TASK BRIEF :: Only one number is expected here, namely how many lines of the entries below hold the string "rough".

(DATA UNDER STUDY Opens)

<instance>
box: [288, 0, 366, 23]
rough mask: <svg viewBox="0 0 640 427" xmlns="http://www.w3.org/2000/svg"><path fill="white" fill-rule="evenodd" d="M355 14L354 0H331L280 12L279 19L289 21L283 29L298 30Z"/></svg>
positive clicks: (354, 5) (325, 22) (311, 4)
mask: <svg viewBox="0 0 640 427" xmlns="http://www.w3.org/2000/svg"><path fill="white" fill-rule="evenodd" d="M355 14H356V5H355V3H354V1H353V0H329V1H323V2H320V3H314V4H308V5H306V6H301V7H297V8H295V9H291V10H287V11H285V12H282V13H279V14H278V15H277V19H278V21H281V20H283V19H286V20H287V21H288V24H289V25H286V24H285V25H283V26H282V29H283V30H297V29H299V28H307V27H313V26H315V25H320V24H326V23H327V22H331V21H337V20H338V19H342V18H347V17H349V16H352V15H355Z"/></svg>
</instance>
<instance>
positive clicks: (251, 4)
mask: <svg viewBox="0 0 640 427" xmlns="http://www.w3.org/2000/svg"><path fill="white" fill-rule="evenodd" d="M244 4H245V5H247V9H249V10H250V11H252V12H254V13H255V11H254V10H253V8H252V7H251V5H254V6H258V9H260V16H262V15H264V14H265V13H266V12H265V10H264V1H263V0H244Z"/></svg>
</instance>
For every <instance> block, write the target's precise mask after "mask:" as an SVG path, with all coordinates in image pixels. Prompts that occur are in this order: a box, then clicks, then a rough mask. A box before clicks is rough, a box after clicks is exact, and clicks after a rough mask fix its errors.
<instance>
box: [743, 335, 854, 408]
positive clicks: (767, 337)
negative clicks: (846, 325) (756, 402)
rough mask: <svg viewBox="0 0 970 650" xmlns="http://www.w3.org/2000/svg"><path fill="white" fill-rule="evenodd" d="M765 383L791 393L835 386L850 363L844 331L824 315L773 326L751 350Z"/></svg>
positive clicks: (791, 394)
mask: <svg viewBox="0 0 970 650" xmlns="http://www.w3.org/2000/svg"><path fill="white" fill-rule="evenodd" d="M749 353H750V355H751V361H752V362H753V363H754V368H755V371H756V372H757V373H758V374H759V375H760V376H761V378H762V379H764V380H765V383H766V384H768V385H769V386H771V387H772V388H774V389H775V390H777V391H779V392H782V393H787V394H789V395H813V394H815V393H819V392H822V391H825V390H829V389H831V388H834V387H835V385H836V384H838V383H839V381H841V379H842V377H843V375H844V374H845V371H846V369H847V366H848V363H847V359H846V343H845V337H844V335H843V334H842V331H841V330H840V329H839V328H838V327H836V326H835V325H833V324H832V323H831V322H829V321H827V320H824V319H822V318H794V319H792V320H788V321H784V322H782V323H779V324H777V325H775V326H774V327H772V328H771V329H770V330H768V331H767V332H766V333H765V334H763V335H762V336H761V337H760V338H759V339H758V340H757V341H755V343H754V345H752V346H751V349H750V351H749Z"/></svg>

(DATA UNDER STUDY Closes)

ANSWER AREA :: 3